◆ **Data extracted from a collection**:
== Segment start ==

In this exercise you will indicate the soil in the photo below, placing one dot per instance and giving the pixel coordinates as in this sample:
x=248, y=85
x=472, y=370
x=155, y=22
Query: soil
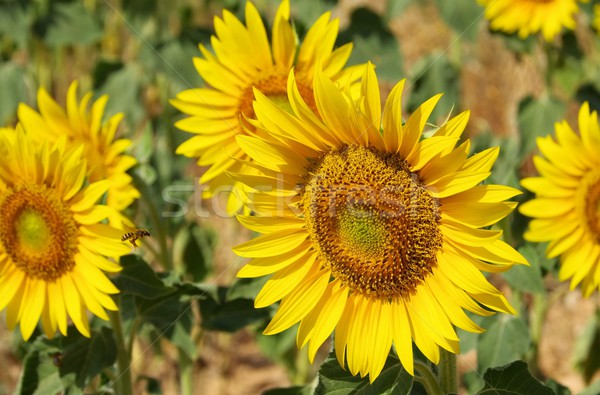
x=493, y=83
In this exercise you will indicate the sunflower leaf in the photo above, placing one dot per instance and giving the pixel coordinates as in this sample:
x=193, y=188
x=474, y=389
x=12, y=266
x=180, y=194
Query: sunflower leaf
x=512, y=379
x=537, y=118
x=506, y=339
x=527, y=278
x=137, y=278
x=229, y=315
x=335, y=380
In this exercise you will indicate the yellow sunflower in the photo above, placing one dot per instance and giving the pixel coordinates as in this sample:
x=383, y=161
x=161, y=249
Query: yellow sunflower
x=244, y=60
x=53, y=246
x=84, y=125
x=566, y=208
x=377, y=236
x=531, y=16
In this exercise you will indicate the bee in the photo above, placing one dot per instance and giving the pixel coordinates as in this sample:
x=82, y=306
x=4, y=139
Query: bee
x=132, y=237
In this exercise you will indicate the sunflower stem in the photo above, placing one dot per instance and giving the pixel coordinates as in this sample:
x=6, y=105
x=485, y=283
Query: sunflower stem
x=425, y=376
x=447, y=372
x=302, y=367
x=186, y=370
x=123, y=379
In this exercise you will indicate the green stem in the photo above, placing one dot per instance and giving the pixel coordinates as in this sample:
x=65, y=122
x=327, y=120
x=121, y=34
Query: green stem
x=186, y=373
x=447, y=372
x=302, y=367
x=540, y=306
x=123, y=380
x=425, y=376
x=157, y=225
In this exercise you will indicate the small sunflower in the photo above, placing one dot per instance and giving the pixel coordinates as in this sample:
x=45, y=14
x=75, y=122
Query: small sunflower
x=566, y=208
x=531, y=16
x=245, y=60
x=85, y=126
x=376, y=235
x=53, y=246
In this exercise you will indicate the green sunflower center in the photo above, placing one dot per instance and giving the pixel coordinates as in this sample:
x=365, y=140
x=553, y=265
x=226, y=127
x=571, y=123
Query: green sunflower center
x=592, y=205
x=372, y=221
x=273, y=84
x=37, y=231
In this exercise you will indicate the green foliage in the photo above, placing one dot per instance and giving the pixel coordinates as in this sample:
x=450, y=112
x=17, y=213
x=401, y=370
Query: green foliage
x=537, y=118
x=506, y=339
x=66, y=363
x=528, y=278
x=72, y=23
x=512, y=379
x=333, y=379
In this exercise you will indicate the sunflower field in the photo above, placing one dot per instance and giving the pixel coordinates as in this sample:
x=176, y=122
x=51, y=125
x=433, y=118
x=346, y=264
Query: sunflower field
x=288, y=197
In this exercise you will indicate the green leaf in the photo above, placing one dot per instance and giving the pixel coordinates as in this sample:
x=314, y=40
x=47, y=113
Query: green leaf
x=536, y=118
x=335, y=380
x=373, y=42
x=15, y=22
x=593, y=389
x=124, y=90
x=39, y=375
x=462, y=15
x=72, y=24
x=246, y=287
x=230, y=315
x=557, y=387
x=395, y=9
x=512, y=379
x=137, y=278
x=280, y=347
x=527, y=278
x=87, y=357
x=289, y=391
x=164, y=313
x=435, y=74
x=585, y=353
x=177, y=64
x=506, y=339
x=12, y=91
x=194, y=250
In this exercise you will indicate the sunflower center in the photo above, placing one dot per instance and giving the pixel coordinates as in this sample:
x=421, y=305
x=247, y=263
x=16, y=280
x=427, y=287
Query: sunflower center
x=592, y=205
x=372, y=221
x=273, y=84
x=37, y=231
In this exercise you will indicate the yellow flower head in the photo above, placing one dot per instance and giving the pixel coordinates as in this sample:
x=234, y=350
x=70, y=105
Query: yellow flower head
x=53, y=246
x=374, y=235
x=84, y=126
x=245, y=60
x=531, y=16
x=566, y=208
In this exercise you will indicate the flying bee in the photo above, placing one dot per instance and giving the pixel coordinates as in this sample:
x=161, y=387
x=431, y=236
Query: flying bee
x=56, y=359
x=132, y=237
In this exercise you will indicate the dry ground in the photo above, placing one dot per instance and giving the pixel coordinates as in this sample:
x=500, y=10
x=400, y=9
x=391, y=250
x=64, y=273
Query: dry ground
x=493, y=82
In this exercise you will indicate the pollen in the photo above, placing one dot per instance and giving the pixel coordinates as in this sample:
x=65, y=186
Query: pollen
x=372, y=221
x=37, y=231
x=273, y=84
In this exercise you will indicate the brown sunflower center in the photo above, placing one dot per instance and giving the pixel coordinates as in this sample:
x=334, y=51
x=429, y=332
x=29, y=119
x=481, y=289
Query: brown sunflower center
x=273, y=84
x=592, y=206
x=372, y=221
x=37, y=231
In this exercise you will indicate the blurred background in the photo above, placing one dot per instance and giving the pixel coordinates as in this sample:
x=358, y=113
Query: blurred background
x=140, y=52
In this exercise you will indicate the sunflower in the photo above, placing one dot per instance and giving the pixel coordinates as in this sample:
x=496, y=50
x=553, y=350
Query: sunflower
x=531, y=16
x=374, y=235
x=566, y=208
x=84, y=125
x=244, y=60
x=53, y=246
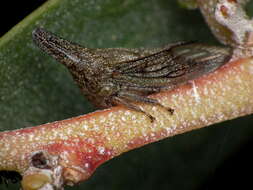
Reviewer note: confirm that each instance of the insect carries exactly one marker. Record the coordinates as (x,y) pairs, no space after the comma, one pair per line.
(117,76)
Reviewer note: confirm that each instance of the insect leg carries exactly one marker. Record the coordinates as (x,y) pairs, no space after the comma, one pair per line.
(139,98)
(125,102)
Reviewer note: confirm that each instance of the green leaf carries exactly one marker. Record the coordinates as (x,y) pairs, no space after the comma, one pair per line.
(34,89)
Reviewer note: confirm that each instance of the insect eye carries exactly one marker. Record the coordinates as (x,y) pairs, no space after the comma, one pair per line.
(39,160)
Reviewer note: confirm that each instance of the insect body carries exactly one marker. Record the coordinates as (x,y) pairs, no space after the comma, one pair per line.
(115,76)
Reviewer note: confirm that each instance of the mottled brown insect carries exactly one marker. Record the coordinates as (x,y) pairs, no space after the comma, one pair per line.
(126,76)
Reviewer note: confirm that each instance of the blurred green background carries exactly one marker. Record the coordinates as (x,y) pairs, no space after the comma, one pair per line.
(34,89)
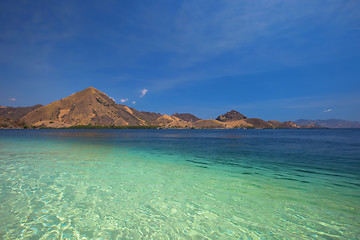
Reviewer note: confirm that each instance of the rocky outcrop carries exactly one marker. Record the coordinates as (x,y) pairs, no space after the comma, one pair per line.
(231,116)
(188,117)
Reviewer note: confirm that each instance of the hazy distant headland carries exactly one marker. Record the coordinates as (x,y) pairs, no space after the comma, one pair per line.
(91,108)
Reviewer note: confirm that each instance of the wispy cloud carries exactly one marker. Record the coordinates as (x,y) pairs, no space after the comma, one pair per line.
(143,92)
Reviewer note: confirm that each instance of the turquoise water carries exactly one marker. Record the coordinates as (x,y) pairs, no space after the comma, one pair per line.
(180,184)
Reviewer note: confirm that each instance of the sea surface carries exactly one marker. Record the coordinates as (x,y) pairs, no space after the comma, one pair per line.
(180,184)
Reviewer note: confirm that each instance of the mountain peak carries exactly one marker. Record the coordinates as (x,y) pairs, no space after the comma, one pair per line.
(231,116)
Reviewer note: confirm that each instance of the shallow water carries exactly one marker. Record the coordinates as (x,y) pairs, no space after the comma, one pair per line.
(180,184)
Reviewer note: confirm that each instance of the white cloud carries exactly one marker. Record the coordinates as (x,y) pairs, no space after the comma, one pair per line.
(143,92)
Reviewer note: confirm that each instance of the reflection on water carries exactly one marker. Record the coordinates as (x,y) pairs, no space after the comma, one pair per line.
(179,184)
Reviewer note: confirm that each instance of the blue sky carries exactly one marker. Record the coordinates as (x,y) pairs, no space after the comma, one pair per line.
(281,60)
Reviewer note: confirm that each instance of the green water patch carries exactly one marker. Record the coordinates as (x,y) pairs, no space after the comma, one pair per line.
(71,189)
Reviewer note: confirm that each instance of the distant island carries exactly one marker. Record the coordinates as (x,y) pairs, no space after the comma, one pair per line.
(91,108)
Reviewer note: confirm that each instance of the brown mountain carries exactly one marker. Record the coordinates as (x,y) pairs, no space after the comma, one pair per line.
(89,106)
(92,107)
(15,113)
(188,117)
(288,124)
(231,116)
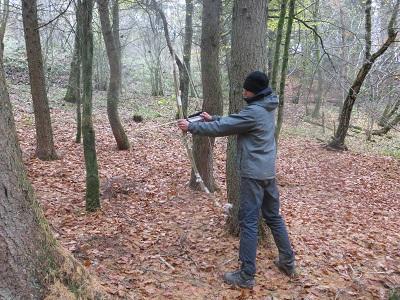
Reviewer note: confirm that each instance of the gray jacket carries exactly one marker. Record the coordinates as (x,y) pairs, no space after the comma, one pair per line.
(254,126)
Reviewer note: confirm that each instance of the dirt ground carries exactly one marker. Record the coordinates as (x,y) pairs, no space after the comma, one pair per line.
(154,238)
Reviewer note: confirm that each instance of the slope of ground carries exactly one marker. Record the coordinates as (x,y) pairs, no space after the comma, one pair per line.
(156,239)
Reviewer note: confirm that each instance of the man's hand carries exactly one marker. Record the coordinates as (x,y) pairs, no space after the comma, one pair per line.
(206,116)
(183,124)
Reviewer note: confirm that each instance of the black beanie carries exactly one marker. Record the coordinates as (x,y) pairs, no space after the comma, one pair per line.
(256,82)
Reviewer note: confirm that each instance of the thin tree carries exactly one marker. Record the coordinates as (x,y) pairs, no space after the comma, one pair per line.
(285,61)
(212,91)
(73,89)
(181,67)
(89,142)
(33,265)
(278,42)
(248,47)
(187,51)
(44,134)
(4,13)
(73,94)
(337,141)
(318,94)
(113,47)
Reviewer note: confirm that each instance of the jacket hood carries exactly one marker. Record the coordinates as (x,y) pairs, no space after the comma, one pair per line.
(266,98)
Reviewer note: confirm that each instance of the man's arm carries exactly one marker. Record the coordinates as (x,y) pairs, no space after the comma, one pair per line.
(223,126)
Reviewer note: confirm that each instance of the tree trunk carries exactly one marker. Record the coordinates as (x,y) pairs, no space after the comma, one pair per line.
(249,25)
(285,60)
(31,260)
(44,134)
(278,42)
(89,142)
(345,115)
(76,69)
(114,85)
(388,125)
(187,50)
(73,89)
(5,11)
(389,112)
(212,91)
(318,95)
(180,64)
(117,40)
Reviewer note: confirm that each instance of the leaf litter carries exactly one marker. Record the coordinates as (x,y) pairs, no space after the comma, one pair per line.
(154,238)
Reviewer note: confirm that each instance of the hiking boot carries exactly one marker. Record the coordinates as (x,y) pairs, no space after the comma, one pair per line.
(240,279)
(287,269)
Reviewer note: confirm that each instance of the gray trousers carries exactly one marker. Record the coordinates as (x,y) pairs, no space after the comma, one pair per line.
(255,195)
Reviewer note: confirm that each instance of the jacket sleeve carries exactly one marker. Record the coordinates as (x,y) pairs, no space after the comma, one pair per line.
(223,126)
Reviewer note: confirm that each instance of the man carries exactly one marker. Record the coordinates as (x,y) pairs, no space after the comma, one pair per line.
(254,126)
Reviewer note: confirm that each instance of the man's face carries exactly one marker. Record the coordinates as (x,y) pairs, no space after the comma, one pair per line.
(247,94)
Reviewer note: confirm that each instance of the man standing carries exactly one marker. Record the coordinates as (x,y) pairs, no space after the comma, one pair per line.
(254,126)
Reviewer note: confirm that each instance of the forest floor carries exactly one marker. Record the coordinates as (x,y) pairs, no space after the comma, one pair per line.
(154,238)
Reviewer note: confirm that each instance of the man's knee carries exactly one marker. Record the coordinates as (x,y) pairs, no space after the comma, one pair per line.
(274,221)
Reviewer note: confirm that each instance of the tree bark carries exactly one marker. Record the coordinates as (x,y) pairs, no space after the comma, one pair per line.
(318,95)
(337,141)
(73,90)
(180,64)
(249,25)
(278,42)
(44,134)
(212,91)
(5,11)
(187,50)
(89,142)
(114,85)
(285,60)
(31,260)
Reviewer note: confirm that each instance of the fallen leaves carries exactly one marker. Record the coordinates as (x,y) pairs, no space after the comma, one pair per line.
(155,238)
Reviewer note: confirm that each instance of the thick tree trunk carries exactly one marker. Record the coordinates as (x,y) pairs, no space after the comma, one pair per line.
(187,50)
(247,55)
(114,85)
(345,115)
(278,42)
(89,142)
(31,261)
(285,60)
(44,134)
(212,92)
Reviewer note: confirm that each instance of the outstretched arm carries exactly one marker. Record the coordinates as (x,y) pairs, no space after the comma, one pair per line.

== Segment end ==

◆ **YOUR ASSIGNMENT**: From the records above, copy only the lines starting with the line that holds "x=571, y=123" and going on through the line that holds "x=346, y=264", exactly as written.

◆ **SOLUTION**:
x=571, y=123
Query: green sunflower center
x=592, y=205
x=372, y=221
x=273, y=84
x=37, y=231
In this exercise you will indicate the green foliage in the photo above, placing one dot per instance and giving the pixel coordinates as in this sample:
x=450, y=112
x=17, y=213
x=401, y=370
Query: green foliage
x=537, y=118
x=506, y=339
x=66, y=363
x=528, y=278
x=72, y=23
x=512, y=379
x=333, y=379
In this exercise you will indicate the sunflower field in the photo above, placing one dot per instance and giving the pixel coordinates as in this sample:
x=176, y=122
x=51, y=125
x=433, y=118
x=346, y=264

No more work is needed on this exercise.